Questions:
1 – Could you duplicate the passage of the raw Mexican sauce recipe from "The soup/sauce/dip is" to "raw Mexico sauce."?
2 – Can you go on with the raw Mexican sauce recipe, picking up right after its last sentence?

Reading text:
Healthy Mexican recipes: Viva Mexico raw spicy sauce
Healthy Mexican recipes –
this time, preparing a spicy soup/sauce/dip, which can be used and combined in many different ways – for people who love the uncooked version of Mexican food.
Would you like something spicy – Mexican style – healthy, delicious, and at the same time, the preparation to be very easy and quick, then this recipe is for you.
The soup/sauce/dip is prepared in 10-15 minutes, and can be used in numerous ways. The raw version can be served separately as a spicy soup, or as a sauce for raw spaghettis (made out of zucchini), or as a sauce for a raw pizza.
If you are mostly cooking, then is a raw Mexican sauce a healthier alternative to cooked sauces; best used with red beans – of course – like every real Mexican dish, or for cooked potatoes, or lentils (a much healthier choice over processed food). Let the cooked dishes cool down to 115ºF (46ºC) (so that you can hold it in your hand) before adding the raw Mexico sauce.
Through that, the raw ingredients keep their taste, enzymes, vitamins and minerals.

Dataset content:
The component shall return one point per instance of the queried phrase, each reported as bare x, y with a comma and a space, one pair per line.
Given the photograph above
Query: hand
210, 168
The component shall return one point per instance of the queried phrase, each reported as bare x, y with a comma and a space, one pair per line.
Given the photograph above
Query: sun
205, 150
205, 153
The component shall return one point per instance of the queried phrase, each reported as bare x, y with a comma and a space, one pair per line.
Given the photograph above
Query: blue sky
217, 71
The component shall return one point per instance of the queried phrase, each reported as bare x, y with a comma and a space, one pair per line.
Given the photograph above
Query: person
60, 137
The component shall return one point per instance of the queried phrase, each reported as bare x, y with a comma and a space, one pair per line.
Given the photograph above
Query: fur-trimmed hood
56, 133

Responses in order:
1 –
The soup/sauce/dip is prepared in 10-15 minutes, and can be used in numerous ways. The raw version can be served separately as a spicy soup, or as a sauce for raw spaghettis (made out of zucchini), or as a sauce for a raw pizza.
If you are mostly cooking, then is a raw Mexican sauce a healthier alternative to cooked sauces; best used with red beans – of course – like every real Mexican dish, or for cooked potatoes, or lentils (a much healthier choice over processed food). Let the cooked dishes cool down to 115ºF (46ºC) (so that you can hold it in your hand) before adding the raw Mexico sauce.

2 –
Another good use: an excellent dip for raw bread rolls, raw crackers, raw chips, but also for non-raw crackers and bread rolls.
Let’s start preparing one of our healthy Mexican recipes
Preparation time: 10-15 min.
Ingredients for 2 people:
3 cups of Hokkaido pumpkin
3 cups of tomatoes
5 dried tomatoes
1 red pepper
1 chili pepper (or as you like)
2 medium garlic cloves (or as you like)
bunch of fresh basil
pinch of Himalayan salt or other salt
pinch of black pepper
Methods/steps –
1. Peel the Hokkaido pumpkin
2. Slice and dice tomatoes and pumpkin into small pieces
3. Put the tomatoes into a food processor and process well.
4. Put all other ingredients into a blender with tomatoes.
5. Process until well combined and creamy.
6. Serve.
Options:
Instead of Hokkaido pumpkin, use any other winter pumpkin or squash.
Extra info –
8 Facts About Raw Tomato
1. low-calorie vegetable containing just 18 calories per 100 g
2. excellent source of antioxidants, dietary fiber, minerals, and vitamins
3. antioxidants present in tomatoes are scientifically found to be protective of cancers, including colon, prostate, breast, endometrial, lung, and pancreatic tumors
4. zea-xanthin compound present abundantly in tomatoes helps protect eyes from age-related macular disease
5. contains very good levels of vitamin A
6. also good source of antioxidant vitamin-C (provides 21% of recommended daily levels per 100 g)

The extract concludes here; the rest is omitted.